== Fonte ==
○ ○ ○ ○

A maioria dos moradores sequer tomou conhecimento de novos serviços oferecidos pelo Estado à população do bairro em razão do Cidade Integrada, mas a presença de policiais circulando pela comunidade impactou de sobremaneira as suas rotinas. Desde os primeiros dias de implantação do Cidade Integrada, foram muitas as denúncias de abuso da força por policiais contra os moradores recebidas tanto pela Associação de Moradores, quanto pelas organizações da sociedade civil que atuam no bairro do Jacarezinho.

Diante do súbito aumento das queixas de violência policial encaminhadas ao LabJaca e ao Instituto de Defesa da População Negra (IDPN), essas entidades solicitaram a ajuda de organizações e coletivos parceiros, com os quais formaram um Observatório do Cidade Integrada para monitorar as violações de direitos humanos ocorridas no bairro do Jacarezinho. Ressalte-se aqui que não foi obtido acesso com segurança ao território da Muzema, de modo que o Observatório do Cidade Integrada se restringe, portanto, ao bairro do Jacarezinho. Dentre as atividades do Observatório, destacou-se a realização de uma pesquisa junto aos moradores do bairro, a fim de coletar as suas experiências e opiniões sobre o Cidade Integrada, colaborando assim com o trabalho de avaliação do programa. O presente relatório é, portanto, resultado de um esforço conjunto de diferentes organizações para levantar, produzir e analisar dados quantitativos e qualitativos, realizando assim um balanço da percepção e experiências dos moradores sobre os primeiros 5 meses do programa Cidade Integrada no bairro do Jacarezinho.

Avaliação do Cidade Integrada: o que dizem os moradores?

Quando considerada a opinião dos moradores do bairro do Jacarezinho sobre o Cidade Integrada, surpreende o alto índice de reprovação ao programa. Como pode ser visto no gráfico abaixo, a maioria dos entrevistados (62%) gostaria que o Cidade Integrada acabasse e 19% querem que o programa seja melhorado. Apenas 1% declarou-se satisfeito com o Cidade Integrada tal como se encontra.


Dentre as críticas dos moradores ao Cidade Integrada destacaram-se as violações praticadas por policiais contra os moradores e as frequentes perseguições a suspeitos que, não raro, resultavam em disparos de arma de fogo efetuados por policiais nas ruas das favelas. Os comerciantes e trabalhadores do comércio relataram que esses incidentes teriam sido responsáveis por uma queda por eles estimada como da ordem de 70% no faturamento de seus comércios desde o início da ocupação pela Polícia Militar em janeiro de 2022. O bairro do Jacarezinho é um importante centro comercial que atende bairros vizinhos e, segundo os comerciantes, os clientes de fora do Jacarezinho não estariam mais vindo fazer compras no local, pois a presença de policiais no território teria intensificado a sensação de insegurança. Não foi possível levantar dados de balanço das empresas que corroborassem as alegações dos comerciantes, mas foi possível confirmar que há percepção de maior insegurança.

○ ○ ○ ○

== Material da tarefa ==
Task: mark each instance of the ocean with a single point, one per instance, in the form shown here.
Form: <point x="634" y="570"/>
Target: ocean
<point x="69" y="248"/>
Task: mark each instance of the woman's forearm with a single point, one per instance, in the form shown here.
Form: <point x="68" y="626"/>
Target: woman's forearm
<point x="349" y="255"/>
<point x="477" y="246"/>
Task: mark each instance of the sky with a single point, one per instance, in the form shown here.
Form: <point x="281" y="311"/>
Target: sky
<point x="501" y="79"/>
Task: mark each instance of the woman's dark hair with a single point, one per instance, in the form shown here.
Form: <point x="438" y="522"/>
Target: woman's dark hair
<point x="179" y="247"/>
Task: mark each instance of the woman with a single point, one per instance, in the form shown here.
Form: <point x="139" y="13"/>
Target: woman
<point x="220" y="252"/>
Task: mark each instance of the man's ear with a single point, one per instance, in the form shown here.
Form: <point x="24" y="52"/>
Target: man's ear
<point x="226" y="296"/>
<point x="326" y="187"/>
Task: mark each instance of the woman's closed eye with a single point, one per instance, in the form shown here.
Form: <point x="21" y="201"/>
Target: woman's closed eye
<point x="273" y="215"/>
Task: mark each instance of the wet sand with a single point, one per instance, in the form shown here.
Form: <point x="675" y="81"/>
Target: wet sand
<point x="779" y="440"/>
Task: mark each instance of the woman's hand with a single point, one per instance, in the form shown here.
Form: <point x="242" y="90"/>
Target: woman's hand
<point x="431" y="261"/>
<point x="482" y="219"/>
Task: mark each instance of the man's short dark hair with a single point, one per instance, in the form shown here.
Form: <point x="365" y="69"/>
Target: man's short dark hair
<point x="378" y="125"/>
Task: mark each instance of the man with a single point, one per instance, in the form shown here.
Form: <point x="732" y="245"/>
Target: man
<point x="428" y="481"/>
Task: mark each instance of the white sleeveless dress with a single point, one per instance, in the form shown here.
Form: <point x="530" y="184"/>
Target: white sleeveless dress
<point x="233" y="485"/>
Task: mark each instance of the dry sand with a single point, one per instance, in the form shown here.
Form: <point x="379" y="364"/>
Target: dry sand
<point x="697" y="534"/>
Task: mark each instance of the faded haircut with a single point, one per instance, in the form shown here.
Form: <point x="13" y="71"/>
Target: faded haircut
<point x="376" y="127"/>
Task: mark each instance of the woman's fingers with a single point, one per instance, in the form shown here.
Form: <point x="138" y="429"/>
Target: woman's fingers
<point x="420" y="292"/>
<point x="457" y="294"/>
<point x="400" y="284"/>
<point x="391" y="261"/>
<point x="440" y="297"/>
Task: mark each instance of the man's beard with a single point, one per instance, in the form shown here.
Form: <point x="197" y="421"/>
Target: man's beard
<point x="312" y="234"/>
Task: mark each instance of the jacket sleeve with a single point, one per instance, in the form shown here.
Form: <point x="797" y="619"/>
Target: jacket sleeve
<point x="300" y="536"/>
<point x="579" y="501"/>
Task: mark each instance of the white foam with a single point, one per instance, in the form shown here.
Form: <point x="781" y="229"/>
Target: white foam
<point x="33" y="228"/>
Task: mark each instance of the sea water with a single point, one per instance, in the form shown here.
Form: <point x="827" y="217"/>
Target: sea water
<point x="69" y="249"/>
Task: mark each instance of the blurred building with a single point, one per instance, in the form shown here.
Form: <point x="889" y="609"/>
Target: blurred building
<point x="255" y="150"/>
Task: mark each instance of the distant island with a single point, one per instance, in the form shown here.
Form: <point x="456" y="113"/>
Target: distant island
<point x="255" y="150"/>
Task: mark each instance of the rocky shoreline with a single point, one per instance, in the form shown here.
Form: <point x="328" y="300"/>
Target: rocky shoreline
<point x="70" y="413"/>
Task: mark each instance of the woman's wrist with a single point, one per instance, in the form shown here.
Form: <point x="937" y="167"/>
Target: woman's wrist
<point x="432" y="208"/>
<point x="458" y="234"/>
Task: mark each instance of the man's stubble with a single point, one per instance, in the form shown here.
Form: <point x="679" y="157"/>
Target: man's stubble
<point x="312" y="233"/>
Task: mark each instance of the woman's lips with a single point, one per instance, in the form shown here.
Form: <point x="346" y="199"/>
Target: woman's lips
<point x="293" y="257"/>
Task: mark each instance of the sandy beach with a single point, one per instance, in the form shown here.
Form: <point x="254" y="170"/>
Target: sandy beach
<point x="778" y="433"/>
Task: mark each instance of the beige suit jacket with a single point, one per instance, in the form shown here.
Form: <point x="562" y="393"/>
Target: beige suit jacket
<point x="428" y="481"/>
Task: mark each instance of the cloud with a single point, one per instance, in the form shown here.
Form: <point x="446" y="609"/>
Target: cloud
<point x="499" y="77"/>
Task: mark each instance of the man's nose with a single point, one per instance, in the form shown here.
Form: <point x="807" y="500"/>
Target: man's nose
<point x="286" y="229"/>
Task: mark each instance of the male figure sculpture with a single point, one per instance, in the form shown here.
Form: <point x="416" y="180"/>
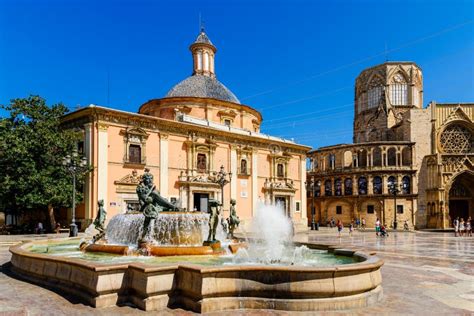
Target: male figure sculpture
<point x="214" y="212"/>
<point x="99" y="221"/>
<point x="151" y="204"/>
<point x="233" y="219"/>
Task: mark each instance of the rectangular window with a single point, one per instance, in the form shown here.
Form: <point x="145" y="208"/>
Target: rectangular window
<point x="370" y="209"/>
<point x="399" y="209"/>
<point x="135" y="154"/>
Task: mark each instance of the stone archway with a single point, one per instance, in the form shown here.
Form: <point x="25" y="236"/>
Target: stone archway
<point x="461" y="196"/>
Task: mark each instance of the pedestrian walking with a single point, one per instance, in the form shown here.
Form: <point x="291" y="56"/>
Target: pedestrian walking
<point x="461" y="227"/>
<point x="339" y="227"/>
<point x="456" y="226"/>
<point x="377" y="227"/>
<point x="469" y="227"/>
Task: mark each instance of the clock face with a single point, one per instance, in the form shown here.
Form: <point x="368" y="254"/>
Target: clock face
<point x="398" y="78"/>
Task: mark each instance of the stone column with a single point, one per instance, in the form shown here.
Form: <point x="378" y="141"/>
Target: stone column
<point x="255" y="187"/>
<point x="303" y="207"/>
<point x="88" y="196"/>
<point x="102" y="165"/>
<point x="233" y="169"/>
<point x="164" y="157"/>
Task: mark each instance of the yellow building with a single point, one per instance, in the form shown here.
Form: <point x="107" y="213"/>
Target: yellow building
<point x="184" y="139"/>
<point x="428" y="153"/>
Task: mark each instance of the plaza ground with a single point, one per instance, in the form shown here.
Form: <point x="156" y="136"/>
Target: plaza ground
<point x="424" y="273"/>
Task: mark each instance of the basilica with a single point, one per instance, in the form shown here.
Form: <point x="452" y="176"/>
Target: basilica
<point x="197" y="133"/>
<point x="408" y="164"/>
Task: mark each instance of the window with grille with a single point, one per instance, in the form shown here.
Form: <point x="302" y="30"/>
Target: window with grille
<point x="375" y="94"/>
<point x="280" y="170"/>
<point x="370" y="209"/>
<point x="399" y="94"/>
<point x="201" y="162"/>
<point x="135" y="154"/>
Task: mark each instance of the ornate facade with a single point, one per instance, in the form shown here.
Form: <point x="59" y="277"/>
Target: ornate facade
<point x="422" y="151"/>
<point x="184" y="139"/>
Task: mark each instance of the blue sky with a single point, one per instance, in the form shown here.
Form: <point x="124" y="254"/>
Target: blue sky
<point x="295" y="61"/>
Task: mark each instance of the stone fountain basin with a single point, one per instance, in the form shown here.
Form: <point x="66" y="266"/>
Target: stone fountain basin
<point x="205" y="289"/>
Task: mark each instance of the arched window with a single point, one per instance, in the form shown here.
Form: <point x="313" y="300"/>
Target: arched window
<point x="338" y="187"/>
<point x="348" y="186"/>
<point x="328" y="188"/>
<point x="457" y="139"/>
<point x="317" y="188"/>
<point x="398" y="90"/>
<point x="243" y="166"/>
<point x="406" y="185"/>
<point x="135" y="154"/>
<point x="201" y="162"/>
<point x="377" y="182"/>
<point x="362" y="158"/>
<point x="280" y="170"/>
<point x="332" y="161"/>
<point x="374" y="97"/>
<point x="377" y="157"/>
<point x="362" y="186"/>
<point x="392" y="156"/>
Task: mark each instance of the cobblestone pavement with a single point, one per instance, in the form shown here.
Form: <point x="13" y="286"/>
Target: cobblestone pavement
<point x="424" y="273"/>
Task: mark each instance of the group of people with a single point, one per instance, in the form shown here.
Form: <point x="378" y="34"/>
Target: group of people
<point x="462" y="228"/>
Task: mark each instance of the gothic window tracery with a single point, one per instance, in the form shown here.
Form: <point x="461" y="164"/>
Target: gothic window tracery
<point x="338" y="187"/>
<point x="362" y="185"/>
<point x="456" y="139"/>
<point x="328" y="188"/>
<point x="377" y="182"/>
<point x="399" y="90"/>
<point x="348" y="186"/>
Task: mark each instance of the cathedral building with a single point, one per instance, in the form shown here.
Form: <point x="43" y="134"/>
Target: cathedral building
<point x="407" y="163"/>
<point x="185" y="139"/>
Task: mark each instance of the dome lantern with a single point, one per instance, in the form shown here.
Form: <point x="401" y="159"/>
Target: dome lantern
<point x="203" y="55"/>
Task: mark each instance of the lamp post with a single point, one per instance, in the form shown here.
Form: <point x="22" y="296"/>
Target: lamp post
<point x="393" y="189"/>
<point x="74" y="165"/>
<point x="221" y="179"/>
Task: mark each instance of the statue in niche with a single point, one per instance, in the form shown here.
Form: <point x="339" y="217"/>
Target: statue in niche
<point x="151" y="204"/>
<point x="214" y="211"/>
<point x="99" y="222"/>
<point x="233" y="219"/>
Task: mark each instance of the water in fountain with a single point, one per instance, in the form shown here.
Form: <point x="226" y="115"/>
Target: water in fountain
<point x="170" y="229"/>
<point x="271" y="243"/>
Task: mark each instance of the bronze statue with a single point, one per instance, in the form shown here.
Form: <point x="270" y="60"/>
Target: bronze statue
<point x="214" y="212"/>
<point x="151" y="203"/>
<point x="233" y="219"/>
<point x="99" y="221"/>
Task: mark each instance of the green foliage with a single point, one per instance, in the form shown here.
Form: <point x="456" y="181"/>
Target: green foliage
<point x="32" y="147"/>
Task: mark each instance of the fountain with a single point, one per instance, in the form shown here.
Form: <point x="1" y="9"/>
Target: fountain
<point x="163" y="257"/>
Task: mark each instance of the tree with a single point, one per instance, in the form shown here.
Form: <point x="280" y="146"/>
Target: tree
<point x="32" y="146"/>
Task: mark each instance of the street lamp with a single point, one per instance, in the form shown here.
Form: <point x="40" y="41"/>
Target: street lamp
<point x="393" y="189"/>
<point x="221" y="179"/>
<point x="75" y="166"/>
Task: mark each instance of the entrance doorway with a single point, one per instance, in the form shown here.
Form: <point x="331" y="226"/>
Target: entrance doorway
<point x="201" y="201"/>
<point x="461" y="198"/>
<point x="282" y="201"/>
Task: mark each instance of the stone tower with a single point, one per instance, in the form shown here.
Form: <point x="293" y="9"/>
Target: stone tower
<point x="384" y="96"/>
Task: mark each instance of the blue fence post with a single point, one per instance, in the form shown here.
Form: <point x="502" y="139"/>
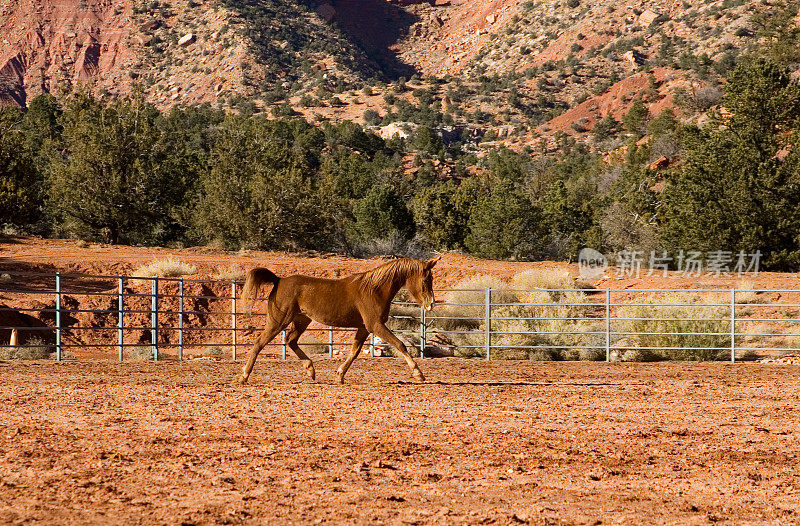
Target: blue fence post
<point x="121" y="320"/>
<point x="154" y="328"/>
<point x="180" y="319"/>
<point x="58" y="316"/>
<point x="422" y="336"/>
<point x="233" y="320"/>
<point x="733" y="325"/>
<point x="608" y="325"/>
<point x="488" y="322"/>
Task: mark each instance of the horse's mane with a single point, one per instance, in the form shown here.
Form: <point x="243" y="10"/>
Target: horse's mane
<point x="390" y="272"/>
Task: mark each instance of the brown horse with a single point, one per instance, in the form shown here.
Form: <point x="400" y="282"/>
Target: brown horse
<point x="360" y="301"/>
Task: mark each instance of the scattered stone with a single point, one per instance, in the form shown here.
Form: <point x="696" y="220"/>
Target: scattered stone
<point x="187" y="39"/>
<point x="648" y="17"/>
<point x="150" y="26"/>
<point x="326" y="12"/>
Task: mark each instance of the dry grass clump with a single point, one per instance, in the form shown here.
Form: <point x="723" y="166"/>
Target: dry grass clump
<point x="165" y="268"/>
<point x="232" y="272"/>
<point x="675" y="315"/>
<point x="746" y="292"/>
<point x="33" y="349"/>
<point x="535" y="318"/>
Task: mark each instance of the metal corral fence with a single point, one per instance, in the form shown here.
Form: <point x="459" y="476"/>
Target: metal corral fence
<point x="94" y="316"/>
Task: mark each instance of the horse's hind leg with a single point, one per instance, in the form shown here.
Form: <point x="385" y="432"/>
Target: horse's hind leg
<point x="358" y="342"/>
<point x="298" y="327"/>
<point x="381" y="331"/>
<point x="266" y="336"/>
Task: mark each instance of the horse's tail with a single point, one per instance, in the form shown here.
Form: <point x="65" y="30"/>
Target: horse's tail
<point x="252" y="284"/>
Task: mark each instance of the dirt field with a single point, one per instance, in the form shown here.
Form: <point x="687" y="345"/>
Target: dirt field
<point x="481" y="443"/>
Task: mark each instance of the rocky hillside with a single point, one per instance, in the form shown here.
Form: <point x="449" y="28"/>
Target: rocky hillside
<point x="510" y="70"/>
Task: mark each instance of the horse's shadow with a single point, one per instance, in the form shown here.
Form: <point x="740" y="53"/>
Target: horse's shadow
<point x="512" y="383"/>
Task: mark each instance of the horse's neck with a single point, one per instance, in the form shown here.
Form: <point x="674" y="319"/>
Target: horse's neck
<point x="393" y="287"/>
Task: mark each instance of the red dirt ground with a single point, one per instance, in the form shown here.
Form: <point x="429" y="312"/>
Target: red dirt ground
<point x="480" y="443"/>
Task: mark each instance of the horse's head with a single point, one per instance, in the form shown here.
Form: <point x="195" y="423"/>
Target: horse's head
<point x="420" y="284"/>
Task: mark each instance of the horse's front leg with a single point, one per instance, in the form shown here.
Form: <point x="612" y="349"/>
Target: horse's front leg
<point x="298" y="327"/>
<point x="380" y="330"/>
<point x="358" y="342"/>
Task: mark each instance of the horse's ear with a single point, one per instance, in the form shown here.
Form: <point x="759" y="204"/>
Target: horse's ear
<point x="431" y="262"/>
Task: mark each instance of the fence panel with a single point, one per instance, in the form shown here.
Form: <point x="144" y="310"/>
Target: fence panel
<point x="81" y="316"/>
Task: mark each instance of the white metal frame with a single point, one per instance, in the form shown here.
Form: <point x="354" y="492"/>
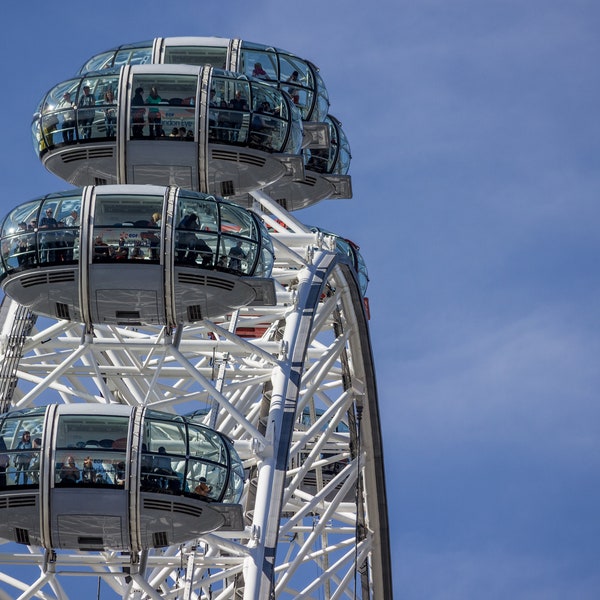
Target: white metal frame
<point x="300" y="404"/>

○ ○ ○ ○

== Exercícios propostos ==
1. Traduza para o inglês esta frase do texto sobre o programa Cidade Integrada: "Apenas 1% declarou-se satisfeito com o Cidade Integrada tal como se encontra."
2. Reescreva como lista numerada as linhas das entradas, da linha que contém "Task: mark each instance of the red" até o fim das entradas, com as duas pontas incluídas e sem as linhas em branco. Deixe as imagens fora da resposta.

== Resultados esperados ==
1. Only 1% said they were satisfied with Cidade Integrada as it currently stands.

2.
1. Task: mark each instance of the red dirt ground with a single point, one per instance, in the form shown here.
2. Form: <point x="429" y="312"/>
3. Target: red dirt ground
4. <point x="480" y="443"/>
5. Task: mark each instance of the horse's head with a single point, one per instance, in the form shown here.
6. Form: <point x="195" y="423"/>
7. Target: horse's head
8. <point x="420" y="284"/>
9. Task: mark each instance of the horse's front leg with a single point, one per instance, in the form shown here.
10. Form: <point x="612" y="349"/>
11. Target: horse's front leg
12. <point x="298" y="327"/>
13. <point x="380" y="330"/>
14. <point x="358" y="342"/>
15. Task: mark each instance of the horse's ear with a single point, one per instance, in the form shown here.
16. Form: <point x="759" y="204"/>
17. Target: horse's ear
18. <point x="431" y="262"/>
19. Task: mark each instance of the fence panel with a single point, one per instance, in the form shown here.
20. Form: <point x="144" y="310"/>
21. Target: fence panel
22. <point x="81" y="316"/>
23. Task: mark each instance of the white metal frame with a single point, one per instance, in the form shown here.
24. Form: <point x="354" y="492"/>
25. Target: white metal frame
26. <point x="300" y="404"/>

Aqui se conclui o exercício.